__What you have to do__:
Would you copy exactly the lines in the data below from the one that has "Target: palm tree trunk" through the one that has "Target: wet track surface", dropping any pictures?

__Data supplied__:
╔══

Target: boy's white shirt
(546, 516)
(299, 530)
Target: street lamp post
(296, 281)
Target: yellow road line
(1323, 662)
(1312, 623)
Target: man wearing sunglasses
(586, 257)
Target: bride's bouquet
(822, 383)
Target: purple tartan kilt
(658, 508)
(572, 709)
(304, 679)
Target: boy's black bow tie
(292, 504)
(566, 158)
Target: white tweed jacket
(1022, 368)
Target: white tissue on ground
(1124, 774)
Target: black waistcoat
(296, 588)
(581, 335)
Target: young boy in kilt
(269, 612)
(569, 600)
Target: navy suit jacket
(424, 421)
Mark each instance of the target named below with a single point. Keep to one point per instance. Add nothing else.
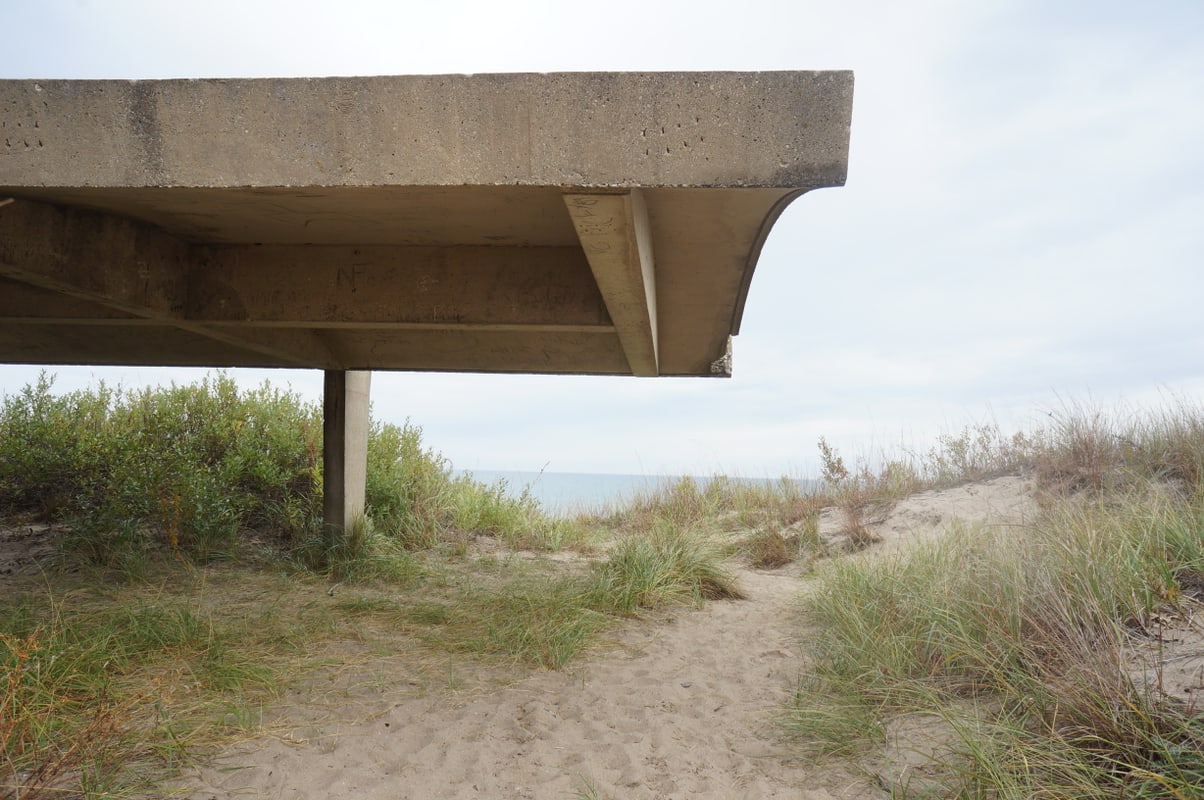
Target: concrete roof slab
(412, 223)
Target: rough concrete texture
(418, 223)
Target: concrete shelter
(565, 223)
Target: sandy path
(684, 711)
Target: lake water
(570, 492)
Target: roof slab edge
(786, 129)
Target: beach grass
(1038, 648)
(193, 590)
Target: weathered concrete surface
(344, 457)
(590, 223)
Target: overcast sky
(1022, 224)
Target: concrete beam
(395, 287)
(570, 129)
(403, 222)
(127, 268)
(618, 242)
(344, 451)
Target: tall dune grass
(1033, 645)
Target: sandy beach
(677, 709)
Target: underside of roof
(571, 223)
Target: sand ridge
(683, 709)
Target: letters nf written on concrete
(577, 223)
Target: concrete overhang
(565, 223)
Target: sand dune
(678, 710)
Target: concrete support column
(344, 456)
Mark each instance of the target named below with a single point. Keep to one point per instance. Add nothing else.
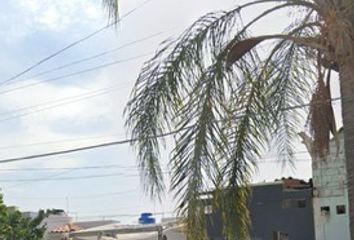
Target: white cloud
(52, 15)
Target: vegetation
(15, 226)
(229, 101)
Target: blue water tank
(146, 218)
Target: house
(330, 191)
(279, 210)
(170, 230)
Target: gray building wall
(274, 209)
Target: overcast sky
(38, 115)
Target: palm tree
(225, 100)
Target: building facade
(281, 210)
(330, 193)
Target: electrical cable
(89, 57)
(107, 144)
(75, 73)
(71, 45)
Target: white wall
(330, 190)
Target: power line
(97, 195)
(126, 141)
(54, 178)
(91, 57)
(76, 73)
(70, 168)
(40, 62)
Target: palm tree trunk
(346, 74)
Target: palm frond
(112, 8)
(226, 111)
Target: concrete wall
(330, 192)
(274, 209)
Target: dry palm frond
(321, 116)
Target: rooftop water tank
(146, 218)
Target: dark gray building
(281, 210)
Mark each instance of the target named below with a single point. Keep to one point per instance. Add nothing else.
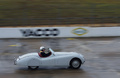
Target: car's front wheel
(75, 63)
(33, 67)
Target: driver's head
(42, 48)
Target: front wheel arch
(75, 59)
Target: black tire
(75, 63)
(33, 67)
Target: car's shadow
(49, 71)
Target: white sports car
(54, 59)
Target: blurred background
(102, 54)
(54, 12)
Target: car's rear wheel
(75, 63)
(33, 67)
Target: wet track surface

╚══
╔══

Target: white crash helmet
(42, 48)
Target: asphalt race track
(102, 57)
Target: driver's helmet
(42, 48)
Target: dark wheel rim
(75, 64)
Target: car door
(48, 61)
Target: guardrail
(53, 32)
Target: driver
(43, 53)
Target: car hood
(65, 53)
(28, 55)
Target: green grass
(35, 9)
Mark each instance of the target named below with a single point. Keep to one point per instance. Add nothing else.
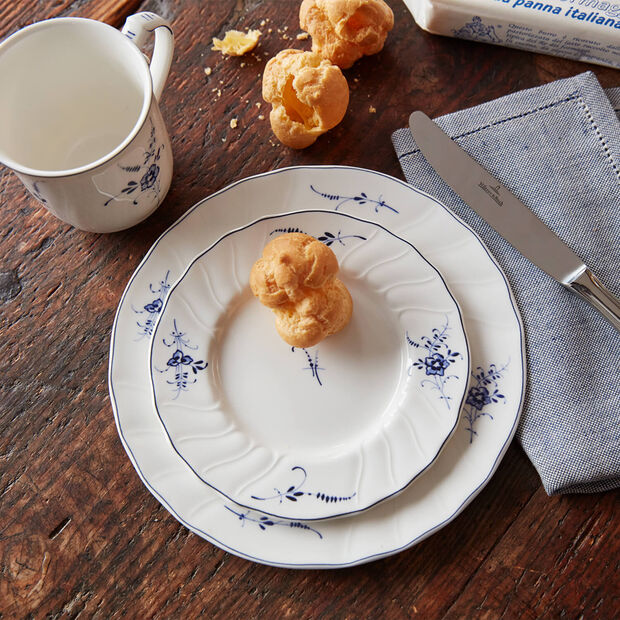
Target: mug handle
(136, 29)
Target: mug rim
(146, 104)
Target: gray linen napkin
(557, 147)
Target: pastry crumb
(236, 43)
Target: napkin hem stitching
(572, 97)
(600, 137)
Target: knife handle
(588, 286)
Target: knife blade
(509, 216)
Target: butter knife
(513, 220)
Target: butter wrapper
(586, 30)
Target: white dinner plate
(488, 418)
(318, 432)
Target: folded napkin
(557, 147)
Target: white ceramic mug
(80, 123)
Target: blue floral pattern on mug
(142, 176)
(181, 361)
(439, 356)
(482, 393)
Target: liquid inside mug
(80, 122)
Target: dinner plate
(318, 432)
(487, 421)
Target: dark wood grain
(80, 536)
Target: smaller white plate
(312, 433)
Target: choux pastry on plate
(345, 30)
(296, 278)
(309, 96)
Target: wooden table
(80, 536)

╚══

__Response area__:
Target: palm tree trunk
(346, 74)
Target: palm frond
(112, 8)
(226, 111)
Target: concrete wall
(330, 192)
(274, 209)
Target: dry palm frond
(321, 116)
Target: rooftop water tank
(146, 218)
Target: dark gray building
(281, 210)
Mark each instance of the target named below with a single point. Keep to one point per instance. Add nothing else.
Target: car's front wheel
(75, 63)
(33, 67)
Target: driver's head
(42, 48)
Target: front wheel arch
(75, 59)
Target: black tire
(75, 63)
(33, 67)
Target: car's shadow
(49, 71)
Target: white sports car
(54, 59)
Target: blurred background
(102, 54)
(54, 12)
Target: car's rear wheel
(75, 63)
(33, 67)
Target: wet track surface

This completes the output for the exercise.